* Work to do: Please show each line of the records below that contains the string "bangle". Case counts.
## START Dataset extract
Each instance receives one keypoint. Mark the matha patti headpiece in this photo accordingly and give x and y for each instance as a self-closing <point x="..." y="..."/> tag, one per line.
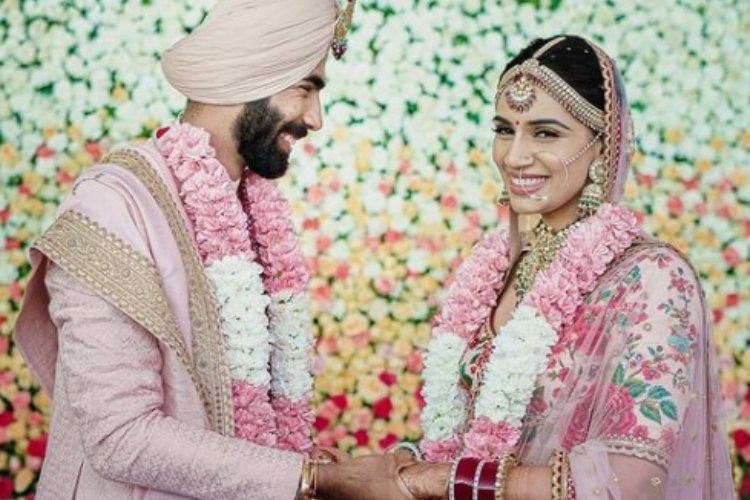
<point x="518" y="87"/>
<point x="343" y="24"/>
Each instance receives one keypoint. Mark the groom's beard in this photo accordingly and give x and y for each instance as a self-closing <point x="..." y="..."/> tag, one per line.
<point x="257" y="130"/>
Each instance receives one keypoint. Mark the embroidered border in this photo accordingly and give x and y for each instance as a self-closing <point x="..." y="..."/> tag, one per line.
<point x="209" y="358"/>
<point x="113" y="269"/>
<point x="638" y="447"/>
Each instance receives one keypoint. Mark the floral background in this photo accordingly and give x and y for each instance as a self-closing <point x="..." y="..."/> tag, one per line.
<point x="398" y="185"/>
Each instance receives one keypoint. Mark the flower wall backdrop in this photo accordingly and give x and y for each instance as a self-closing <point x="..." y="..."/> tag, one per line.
<point x="398" y="185"/>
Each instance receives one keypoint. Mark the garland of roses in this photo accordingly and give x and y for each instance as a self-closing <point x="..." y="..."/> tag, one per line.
<point x="250" y="254"/>
<point x="522" y="347"/>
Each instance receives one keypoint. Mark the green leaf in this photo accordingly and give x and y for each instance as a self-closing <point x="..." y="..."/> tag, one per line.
<point x="669" y="408"/>
<point x="619" y="375"/>
<point x="650" y="411"/>
<point x="636" y="387"/>
<point x="658" y="392"/>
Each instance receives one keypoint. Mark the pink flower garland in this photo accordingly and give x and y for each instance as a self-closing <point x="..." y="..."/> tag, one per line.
<point x="225" y="228"/>
<point x="557" y="292"/>
<point x="284" y="269"/>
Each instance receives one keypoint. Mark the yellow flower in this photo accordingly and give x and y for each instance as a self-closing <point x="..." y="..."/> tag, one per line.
<point x="402" y="311"/>
<point x="354" y="324"/>
<point x="703" y="165"/>
<point x="718" y="143"/>
<point x="370" y="388"/>
<point x="16" y="430"/>
<point x="671" y="172"/>
<point x="75" y="133"/>
<point x="23" y="480"/>
<point x="8" y="155"/>
<point x="705" y="237"/>
<point x="17" y="257"/>
<point x="429" y="189"/>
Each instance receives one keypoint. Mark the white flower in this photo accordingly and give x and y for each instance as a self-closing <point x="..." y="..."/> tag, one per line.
<point x="445" y="411"/>
<point x="519" y="355"/>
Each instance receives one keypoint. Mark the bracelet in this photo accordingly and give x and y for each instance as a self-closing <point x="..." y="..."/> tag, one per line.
<point x="508" y="461"/>
<point x="309" y="480"/>
<point x="463" y="480"/>
<point x="486" y="486"/>
<point x="451" y="486"/>
<point x="408" y="446"/>
<point x="403" y="485"/>
<point x="475" y="482"/>
<point x="557" y="462"/>
<point x="569" y="483"/>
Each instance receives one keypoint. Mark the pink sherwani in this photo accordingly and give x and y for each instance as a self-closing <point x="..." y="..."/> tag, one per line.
<point x="141" y="397"/>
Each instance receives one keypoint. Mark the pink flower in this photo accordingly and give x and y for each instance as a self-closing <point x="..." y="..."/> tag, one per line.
<point x="254" y="417"/>
<point x="619" y="412"/>
<point x="294" y="423"/>
<point x="440" y="451"/>
<point x="578" y="428"/>
<point x="488" y="440"/>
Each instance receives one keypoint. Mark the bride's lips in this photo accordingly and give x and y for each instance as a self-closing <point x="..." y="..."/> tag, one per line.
<point x="527" y="184"/>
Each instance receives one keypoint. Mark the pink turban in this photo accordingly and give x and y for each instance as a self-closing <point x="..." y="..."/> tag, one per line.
<point x="247" y="50"/>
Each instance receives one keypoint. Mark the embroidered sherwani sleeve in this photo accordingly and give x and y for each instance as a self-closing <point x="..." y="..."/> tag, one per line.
<point x="111" y="368"/>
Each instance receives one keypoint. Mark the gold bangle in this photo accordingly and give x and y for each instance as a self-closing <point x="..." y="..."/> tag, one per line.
<point x="309" y="480"/>
<point x="556" y="463"/>
<point x="508" y="461"/>
<point x="564" y="468"/>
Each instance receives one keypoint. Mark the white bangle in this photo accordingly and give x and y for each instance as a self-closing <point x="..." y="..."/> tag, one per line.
<point x="410" y="447"/>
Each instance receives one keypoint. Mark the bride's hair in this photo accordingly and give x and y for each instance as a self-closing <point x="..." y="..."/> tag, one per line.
<point x="574" y="60"/>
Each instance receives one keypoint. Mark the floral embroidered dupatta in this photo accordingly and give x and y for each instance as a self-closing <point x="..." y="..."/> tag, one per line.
<point x="631" y="391"/>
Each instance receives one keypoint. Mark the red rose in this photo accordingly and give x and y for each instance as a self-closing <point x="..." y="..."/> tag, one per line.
<point x="619" y="414"/>
<point x="340" y="401"/>
<point x="362" y="437"/>
<point x="382" y="408"/>
<point x="321" y="423"/>
<point x="6" y="418"/>
<point x="745" y="486"/>
<point x="387" y="378"/>
<point x="37" y="447"/>
<point x="388" y="441"/>
<point x="579" y="425"/>
<point x="6" y="487"/>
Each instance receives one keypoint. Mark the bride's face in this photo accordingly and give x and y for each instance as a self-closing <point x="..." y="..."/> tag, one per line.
<point x="531" y="149"/>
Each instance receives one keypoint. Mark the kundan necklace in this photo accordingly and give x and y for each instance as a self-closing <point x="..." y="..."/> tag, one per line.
<point x="485" y="428"/>
<point x="543" y="247"/>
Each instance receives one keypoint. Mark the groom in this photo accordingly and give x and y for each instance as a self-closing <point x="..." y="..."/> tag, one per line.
<point x="167" y="312"/>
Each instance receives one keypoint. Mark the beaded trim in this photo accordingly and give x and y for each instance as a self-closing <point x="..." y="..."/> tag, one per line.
<point x="520" y="93"/>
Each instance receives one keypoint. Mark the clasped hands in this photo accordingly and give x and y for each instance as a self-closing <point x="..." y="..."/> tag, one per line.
<point x="393" y="476"/>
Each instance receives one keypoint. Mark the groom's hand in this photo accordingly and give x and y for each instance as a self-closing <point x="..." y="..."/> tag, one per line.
<point x="370" y="477"/>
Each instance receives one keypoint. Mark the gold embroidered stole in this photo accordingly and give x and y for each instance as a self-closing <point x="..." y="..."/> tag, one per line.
<point x="129" y="281"/>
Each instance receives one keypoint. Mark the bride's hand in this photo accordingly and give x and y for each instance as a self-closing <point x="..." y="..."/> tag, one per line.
<point x="329" y="454"/>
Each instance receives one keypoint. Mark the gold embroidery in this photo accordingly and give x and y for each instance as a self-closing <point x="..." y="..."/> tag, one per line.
<point x="209" y="357"/>
<point x="638" y="447"/>
<point x="117" y="272"/>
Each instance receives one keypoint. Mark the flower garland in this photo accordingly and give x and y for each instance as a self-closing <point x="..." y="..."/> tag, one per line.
<point x="522" y="347"/>
<point x="263" y="304"/>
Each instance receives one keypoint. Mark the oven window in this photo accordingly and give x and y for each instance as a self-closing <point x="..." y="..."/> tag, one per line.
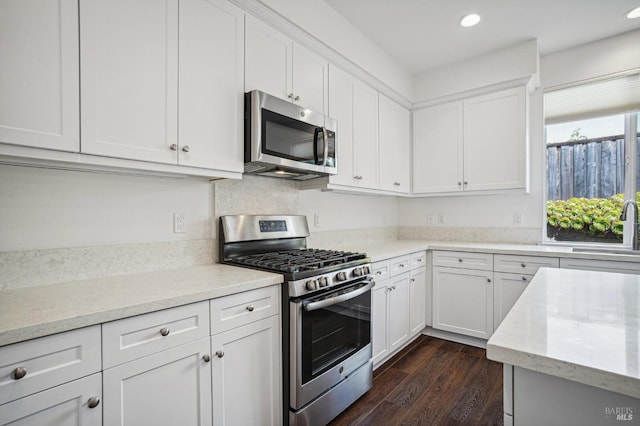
## END Dataset extract
* Task result:
Each instance receives one keypoint. Mark the gold bangle in this photo accordingly and give x and y for each instance as a self-closing <point x="..." y="..."/> tag, one per line.
Each instance receives one keypoint. Mark the white bangle in this photo accordingly and give x and y for each instance as a self-closing <point x="..." y="..."/> tag, one per line.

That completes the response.